* YOUR INSTRUCTIONS: Write out the entries below again, swapping each "Provide" for "Place" and changing nothing else. Leave the pictures out.

** BEGIN WORKING DATA **

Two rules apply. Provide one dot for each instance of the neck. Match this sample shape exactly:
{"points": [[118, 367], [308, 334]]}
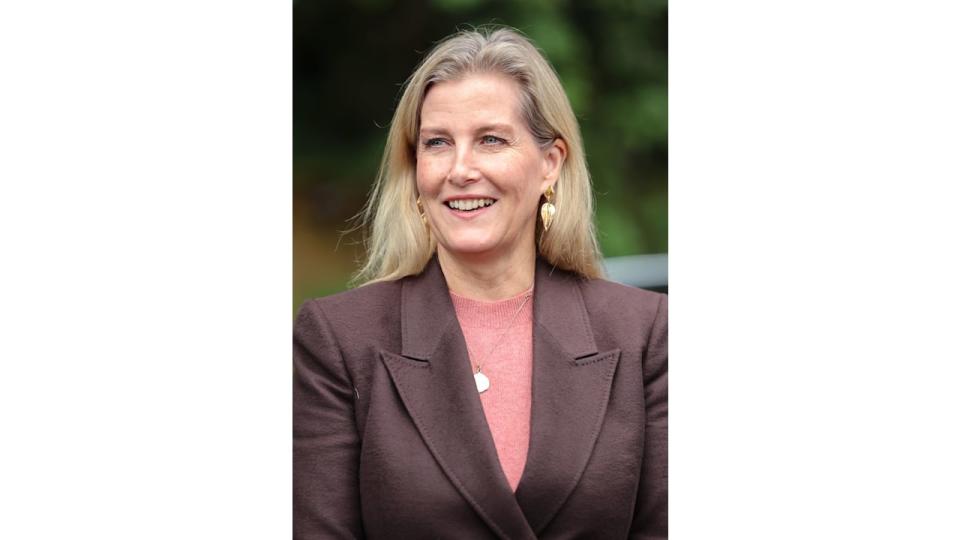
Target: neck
{"points": [[490, 278]]}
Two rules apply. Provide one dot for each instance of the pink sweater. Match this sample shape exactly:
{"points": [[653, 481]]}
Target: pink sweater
{"points": [[506, 353]]}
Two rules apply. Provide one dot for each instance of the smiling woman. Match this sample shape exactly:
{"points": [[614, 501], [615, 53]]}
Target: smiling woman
{"points": [[480, 175], [484, 382]]}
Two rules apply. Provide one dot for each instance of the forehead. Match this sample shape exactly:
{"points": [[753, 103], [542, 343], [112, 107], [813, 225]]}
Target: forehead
{"points": [[473, 100]]}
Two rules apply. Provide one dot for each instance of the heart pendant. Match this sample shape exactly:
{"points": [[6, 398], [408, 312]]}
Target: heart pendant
{"points": [[482, 382]]}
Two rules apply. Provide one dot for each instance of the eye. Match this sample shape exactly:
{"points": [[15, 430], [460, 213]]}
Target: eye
{"points": [[434, 142]]}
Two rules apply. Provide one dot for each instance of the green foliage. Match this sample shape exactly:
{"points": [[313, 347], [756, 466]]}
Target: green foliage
{"points": [[351, 58]]}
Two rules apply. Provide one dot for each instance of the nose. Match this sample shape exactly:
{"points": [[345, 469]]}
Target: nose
{"points": [[463, 170]]}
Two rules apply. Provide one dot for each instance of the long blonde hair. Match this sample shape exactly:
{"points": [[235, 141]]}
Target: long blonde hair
{"points": [[396, 241]]}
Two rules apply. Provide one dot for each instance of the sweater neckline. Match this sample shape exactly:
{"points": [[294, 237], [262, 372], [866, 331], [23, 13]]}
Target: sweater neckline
{"points": [[496, 314]]}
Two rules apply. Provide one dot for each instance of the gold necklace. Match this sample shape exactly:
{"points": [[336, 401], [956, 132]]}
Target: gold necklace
{"points": [[483, 382]]}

** END WORKING DATA **

* TASK ANSWER:
Two rules apply. Place one dot for each instance of the neck. Match this sample shape exactly:
{"points": [[118, 367], [308, 334]]}
Target: neck
{"points": [[490, 278]]}
Two rules apply. Place one dot for each instance of the pink sweater. Match this sample shape exactly:
{"points": [[653, 481]]}
Target: pink sweater
{"points": [[506, 353]]}
Two rules apply. Place one dot for each instance of the smiling woman. Match this sample shape exactly:
{"points": [[614, 501], [615, 53]]}
Target: smiling woman
{"points": [[480, 175], [484, 382]]}
Two rules apply. Place one dot for each instance of the forehead. Match this sample shape exactly:
{"points": [[753, 103], [542, 343], [112, 107], [813, 225]]}
Target: forehead
{"points": [[473, 100]]}
Two rules apply. Place one dot for each instance of the heart pendant. Match this sample shape exactly:
{"points": [[6, 398], [408, 312]]}
Target: heart pendant
{"points": [[482, 382]]}
Two rules apply. Place one dot for each instance of the eye. Match this sample shape exactly:
{"points": [[15, 430], [460, 213]]}
Target: eye
{"points": [[434, 142]]}
Two rules apply. Place one dot for each instance of the green foliage. Match this sample shape exactly:
{"points": [[313, 347], [756, 466]]}
Target: green foliage
{"points": [[351, 58]]}
Two rules apply. Place one dot for each instance of the nose. Match this sample shape exactly:
{"points": [[345, 469]]}
Target: nose
{"points": [[463, 170]]}
Two rules apply. Place one dot for each instance of the long blonde hair. Match this sample shape exactly:
{"points": [[235, 141]]}
Target: long blonde hair
{"points": [[396, 241]]}
Two rules apply. Place one dot for each instance of the sweater neckline. Match this sample shape exactly:
{"points": [[294, 237], [262, 372], [866, 331], [23, 13]]}
Target: sweater neckline
{"points": [[496, 314]]}
Two rules apply. Place one dot for each instance of the gold necklace. Match this sample shape exactly:
{"points": [[336, 401], [956, 132]]}
Target: gold necklace
{"points": [[483, 382]]}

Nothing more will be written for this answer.